▸ **Aim**
Pick up the piece on police and army conduct during riots in India at the point where it ends, and keep writing it.

▸ **Quoted passage**
# # # #

To remind ourselves what command failure can do to uniformed forces in India, consider this excerpt from a new book about the 1989 riots in Bhagalpur, Bihar, where about 900 of the 1,000 or so people who died were Muslim.
“When Terah Mile, a village in then undivided Bhagalpur…was attacked, the police did nothing to stop the rioters. Instead, eyewitness testimonies reveal, they encouraged the mob to kill and pillage the Muslims. In the police contingent present on the sport, three personnel were Muslim, and they did try to stop the rioters, but their efforts came to naught as the overwhelming number of their Hindu colleagues abetted the rioters.”
Written by lawyers Warisha Farasat and Prita Jha, the book – which also investigates state accountability in the Gujarat riots of 2002 (when about 800 of the estimated 1,100 who died were Muslim) – details police indifference and complicity. In some cases, the policemen urged Hindu rioters to kill Muslims or stood aside to let that happen.
Such connivance with rioters is not new. Police forces in many Indian states have served as the strong arms or shields of mobs over the years. The saving grace, we have often been told, is that the paramilitary forces and the army – imbued with greater discipline and isolated from larger society – are not cut from the same cloth. When public order breaks down, they can be relied on to restore order without fear or bias. While that is largely true, it does not always work that way. For instance, Farasat explains how Border Security Force and army units brought in to Bhagalpur to bring calm were misdirected by local police, on whom they usually depend. And in conflict zones where the paramilitary and the army have seen long, extensive deployments in close quarters with local society, such as Kashmir, Chhattisgarh and Manipur, they have been complicit in excesses and carried out extra-judicial killings. Yet, overall, it is reasonable to say that discipline has held fast.

# # # #

▸ **Data block**
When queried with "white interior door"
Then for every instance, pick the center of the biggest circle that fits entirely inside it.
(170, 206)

# # # #

▸ **Task result**
Last week, we saw distinct signs that this discipline could be fraying, as four young men – from the BSF, the Central Reserve Police Force, the Sashastra Seema Bal and the army – took to social media to express discontent with their food, salaries and working conditions, including such tasks as walking the dogs of superior officers. Before the advent of social media, it was easier to keep frustrations out of the public eye. There was no mobile phone to reach for the moment a soldier felt an upswell of emotion. In that sense, the four soldiers in question behaved much like the rest of modern society – expressing what they felt instead of keeping it bottled up, using the tools of personalised new media to instantly address the world beyond their camps and cantonments. It is also true that frustrations in the uniformed forces have – as internal conflicts and deployments increase over the years – usually come to public attention only when a soldier turns his gun on colleagues or superiors. Indeed, last week a Central Industrial Security Force soldier killed four colleagues after being denied leave.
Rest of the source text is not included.